(Entries from a dataset)
--

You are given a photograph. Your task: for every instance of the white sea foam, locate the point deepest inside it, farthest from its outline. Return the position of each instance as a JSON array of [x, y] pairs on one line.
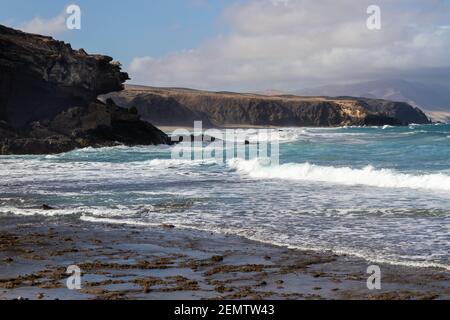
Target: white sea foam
[[369, 176]]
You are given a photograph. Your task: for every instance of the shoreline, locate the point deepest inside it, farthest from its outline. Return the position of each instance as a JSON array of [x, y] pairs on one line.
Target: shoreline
[[136, 262]]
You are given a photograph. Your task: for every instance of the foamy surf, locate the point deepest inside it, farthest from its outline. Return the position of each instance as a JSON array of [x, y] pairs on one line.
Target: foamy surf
[[369, 176]]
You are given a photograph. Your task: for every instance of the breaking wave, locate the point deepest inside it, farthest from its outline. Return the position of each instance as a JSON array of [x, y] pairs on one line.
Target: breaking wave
[[369, 176]]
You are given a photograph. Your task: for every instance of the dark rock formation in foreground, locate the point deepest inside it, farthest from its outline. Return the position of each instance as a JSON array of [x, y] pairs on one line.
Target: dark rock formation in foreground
[[48, 99], [180, 107]]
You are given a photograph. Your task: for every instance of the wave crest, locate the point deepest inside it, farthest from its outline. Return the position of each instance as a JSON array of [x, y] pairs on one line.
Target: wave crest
[[369, 176]]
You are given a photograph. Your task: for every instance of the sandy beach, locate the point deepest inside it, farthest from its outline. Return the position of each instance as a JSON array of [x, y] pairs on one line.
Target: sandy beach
[[129, 262]]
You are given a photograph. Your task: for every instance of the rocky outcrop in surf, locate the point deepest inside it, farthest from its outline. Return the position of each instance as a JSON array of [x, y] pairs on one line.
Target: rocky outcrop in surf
[[180, 107], [48, 98]]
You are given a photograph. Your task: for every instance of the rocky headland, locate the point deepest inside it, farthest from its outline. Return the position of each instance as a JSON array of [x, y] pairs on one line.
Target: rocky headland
[[48, 99], [181, 107]]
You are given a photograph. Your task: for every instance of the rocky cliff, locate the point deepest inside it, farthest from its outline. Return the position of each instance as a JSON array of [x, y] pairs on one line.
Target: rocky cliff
[[180, 107], [48, 98]]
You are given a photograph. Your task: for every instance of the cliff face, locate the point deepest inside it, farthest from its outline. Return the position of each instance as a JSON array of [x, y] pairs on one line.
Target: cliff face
[[48, 98], [175, 107]]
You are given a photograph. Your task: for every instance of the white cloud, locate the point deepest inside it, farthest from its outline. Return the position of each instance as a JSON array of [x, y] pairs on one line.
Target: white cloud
[[307, 42], [51, 26]]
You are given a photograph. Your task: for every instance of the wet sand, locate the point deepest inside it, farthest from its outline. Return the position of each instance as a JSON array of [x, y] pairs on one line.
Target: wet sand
[[127, 262]]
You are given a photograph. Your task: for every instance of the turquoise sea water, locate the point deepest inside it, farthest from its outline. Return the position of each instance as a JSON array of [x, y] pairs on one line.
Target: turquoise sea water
[[378, 193]]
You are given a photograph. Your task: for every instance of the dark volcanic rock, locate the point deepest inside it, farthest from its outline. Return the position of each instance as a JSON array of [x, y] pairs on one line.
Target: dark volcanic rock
[[40, 77], [48, 99], [175, 107]]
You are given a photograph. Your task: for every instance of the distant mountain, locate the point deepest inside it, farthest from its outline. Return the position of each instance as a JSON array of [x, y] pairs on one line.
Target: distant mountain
[[181, 107], [433, 99]]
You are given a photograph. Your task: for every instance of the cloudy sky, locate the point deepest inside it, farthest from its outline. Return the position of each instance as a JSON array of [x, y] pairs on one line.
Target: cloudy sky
[[252, 45]]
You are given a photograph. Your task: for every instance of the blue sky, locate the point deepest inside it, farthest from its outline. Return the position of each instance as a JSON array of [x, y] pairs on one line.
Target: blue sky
[[125, 29], [252, 45]]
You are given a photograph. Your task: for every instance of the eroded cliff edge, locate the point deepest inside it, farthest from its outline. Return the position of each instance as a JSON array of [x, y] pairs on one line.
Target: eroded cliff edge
[[48, 99], [180, 107]]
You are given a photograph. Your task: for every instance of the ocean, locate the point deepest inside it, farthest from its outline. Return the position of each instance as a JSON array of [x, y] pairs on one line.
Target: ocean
[[380, 193]]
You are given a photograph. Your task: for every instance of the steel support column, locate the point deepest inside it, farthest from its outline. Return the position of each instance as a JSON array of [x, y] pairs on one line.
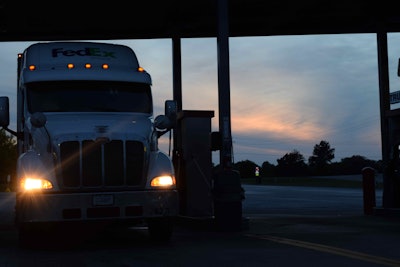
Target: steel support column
[[384, 92], [224, 86]]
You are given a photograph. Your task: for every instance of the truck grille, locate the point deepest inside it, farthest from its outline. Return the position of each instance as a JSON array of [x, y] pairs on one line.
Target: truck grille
[[89, 163]]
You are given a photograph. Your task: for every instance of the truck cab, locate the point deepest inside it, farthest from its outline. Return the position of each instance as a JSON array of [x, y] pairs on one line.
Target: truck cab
[[88, 140]]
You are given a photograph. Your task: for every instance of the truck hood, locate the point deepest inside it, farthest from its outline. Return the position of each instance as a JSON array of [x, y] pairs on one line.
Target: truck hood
[[81, 126]]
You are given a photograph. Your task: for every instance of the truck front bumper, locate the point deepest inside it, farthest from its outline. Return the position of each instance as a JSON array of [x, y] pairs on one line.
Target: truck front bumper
[[118, 206]]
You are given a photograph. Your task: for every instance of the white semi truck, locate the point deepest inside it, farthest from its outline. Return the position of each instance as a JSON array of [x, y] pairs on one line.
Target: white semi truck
[[88, 142]]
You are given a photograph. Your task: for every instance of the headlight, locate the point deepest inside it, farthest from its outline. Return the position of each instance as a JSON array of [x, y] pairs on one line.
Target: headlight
[[35, 183], [163, 181]]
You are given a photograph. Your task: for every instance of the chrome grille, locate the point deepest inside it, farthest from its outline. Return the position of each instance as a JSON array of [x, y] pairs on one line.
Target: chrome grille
[[89, 163]]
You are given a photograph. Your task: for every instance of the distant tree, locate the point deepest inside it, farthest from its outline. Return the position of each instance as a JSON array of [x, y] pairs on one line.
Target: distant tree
[[268, 169], [8, 156], [354, 165], [321, 158], [246, 168], [292, 164]]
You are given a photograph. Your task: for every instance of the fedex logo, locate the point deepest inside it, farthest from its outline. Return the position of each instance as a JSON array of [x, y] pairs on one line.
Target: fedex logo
[[88, 51]]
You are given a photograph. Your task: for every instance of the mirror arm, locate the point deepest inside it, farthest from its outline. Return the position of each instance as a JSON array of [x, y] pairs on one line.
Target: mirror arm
[[19, 135], [161, 133]]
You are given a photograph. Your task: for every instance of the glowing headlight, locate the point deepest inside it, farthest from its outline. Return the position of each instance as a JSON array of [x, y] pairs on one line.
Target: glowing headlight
[[163, 181], [35, 183]]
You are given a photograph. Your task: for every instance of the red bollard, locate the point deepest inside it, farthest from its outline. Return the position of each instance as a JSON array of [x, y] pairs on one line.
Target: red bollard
[[368, 175]]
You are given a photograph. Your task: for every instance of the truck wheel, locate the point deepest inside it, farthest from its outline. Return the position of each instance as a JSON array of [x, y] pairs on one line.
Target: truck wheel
[[160, 229]]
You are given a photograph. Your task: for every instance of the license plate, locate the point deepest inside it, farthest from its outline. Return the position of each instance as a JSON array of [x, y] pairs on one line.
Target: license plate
[[103, 200]]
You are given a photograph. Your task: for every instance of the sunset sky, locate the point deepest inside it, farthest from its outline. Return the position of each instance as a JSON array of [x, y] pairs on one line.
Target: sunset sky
[[287, 92]]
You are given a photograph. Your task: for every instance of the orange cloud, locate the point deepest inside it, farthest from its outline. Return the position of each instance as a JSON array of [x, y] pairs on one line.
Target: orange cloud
[[274, 126]]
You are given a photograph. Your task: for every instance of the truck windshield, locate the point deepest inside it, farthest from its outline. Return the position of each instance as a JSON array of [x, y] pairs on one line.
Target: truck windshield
[[89, 96]]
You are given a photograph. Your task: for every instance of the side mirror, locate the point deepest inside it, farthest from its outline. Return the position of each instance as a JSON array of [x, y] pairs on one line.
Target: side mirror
[[162, 122], [171, 111], [4, 112], [38, 119]]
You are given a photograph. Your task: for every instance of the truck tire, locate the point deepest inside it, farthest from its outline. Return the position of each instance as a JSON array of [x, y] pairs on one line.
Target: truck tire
[[160, 229]]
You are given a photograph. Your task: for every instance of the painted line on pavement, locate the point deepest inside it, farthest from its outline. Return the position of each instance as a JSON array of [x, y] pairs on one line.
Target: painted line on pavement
[[331, 250]]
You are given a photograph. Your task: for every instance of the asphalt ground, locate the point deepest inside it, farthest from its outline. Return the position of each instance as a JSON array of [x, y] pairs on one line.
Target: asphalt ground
[[313, 232]]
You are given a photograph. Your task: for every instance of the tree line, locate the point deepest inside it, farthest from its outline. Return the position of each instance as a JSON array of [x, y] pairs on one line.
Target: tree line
[[291, 164], [319, 163]]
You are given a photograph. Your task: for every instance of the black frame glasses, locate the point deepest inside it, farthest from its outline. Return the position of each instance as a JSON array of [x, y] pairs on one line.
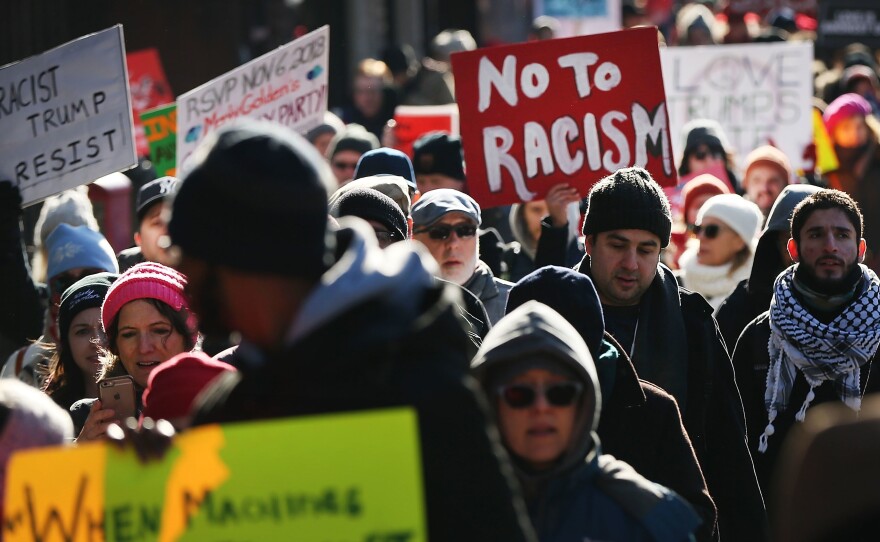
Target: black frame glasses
[[441, 232], [711, 231], [557, 394]]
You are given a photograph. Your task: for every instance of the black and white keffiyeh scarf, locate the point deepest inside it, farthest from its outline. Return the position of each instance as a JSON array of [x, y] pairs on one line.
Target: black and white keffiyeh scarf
[[833, 352]]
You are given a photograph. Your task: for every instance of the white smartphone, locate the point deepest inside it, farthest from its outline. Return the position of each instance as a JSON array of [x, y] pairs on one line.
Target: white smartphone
[[117, 393]]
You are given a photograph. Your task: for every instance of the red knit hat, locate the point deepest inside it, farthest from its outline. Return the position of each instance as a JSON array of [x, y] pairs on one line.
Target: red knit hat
[[148, 280], [174, 385], [845, 106], [698, 186]]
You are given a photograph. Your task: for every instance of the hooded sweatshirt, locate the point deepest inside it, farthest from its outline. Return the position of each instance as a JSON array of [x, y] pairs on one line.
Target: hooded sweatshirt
[[585, 494], [751, 297], [379, 332]]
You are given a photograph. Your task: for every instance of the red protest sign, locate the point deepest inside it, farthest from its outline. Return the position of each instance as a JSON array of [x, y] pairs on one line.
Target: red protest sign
[[566, 110], [414, 121], [149, 89]]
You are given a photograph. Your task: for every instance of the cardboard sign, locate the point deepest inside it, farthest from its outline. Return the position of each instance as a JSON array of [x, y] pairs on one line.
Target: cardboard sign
[[760, 94], [561, 111], [582, 17], [160, 132], [65, 116], [413, 121], [843, 22], [149, 89], [352, 476], [287, 86]]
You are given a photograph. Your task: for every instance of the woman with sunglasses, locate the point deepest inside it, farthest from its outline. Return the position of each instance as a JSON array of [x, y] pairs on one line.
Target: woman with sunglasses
[[721, 254], [706, 150], [541, 381], [73, 368], [146, 320]]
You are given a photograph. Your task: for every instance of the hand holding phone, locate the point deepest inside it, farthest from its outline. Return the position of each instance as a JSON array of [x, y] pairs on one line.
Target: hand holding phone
[[117, 393]]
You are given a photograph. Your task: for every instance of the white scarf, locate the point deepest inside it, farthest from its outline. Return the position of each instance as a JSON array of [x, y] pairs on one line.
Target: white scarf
[[714, 282]]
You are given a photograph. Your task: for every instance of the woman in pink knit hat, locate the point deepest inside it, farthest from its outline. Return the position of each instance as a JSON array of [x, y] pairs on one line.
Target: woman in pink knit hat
[[147, 320]]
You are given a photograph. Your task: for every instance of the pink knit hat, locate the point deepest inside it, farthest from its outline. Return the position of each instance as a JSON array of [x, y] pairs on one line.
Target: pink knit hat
[[847, 105], [148, 280], [174, 385]]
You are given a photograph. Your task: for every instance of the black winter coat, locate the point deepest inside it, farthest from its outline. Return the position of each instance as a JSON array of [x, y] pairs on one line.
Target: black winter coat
[[713, 411], [751, 360], [641, 425], [369, 358]]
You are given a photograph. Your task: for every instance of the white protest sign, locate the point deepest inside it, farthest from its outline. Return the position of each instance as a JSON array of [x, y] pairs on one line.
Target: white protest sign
[[287, 86], [760, 93], [65, 116], [581, 17]]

--

> [Task details]: Starting at the line that has "the rocky outcrop" and ending after the line that has "[[48, 98], [175, 107]]", output the data as CSV with the columns input and output, one row per answer, with the answer under output and the text it answers under input. Put every field in quotes and replace line breaks with spaces.

> [Exercise solution]:
input,output
"You are given a photograph. Your task: for every instance of the rocky outcrop in surf, locate the point deepest inside it, farthest from its outline. Return the position of each instance as a JSON array of [x, y] pairs on one line. Target: rocky outcrop in surf","[[180, 107], [48, 98]]"
"You are given a photograph. Your task: for every instance of the rocky headland, locate the point deepest inside it, farthest from its outline. Return the position of each instance as a JSON array of [x, y] pairs on one line. Target: rocky headland","[[48, 99], [181, 107]]"
"You are given a photograph. Your task: for every instance of the rocky cliff, locate the point deepest inside it, farthest from its outline. Return the position of each instance as a JSON array of [x, y] pairs on one line. Target: rocky cliff","[[180, 107], [48, 98]]"
"You are given a photograph. Your task: for every instance of the cliff face, locate the point deepest inside it, farthest from its outline. Return the position of each instance as a JSON array of [x, y] pairs on one line. Target: cliff face","[[48, 98], [175, 107]]"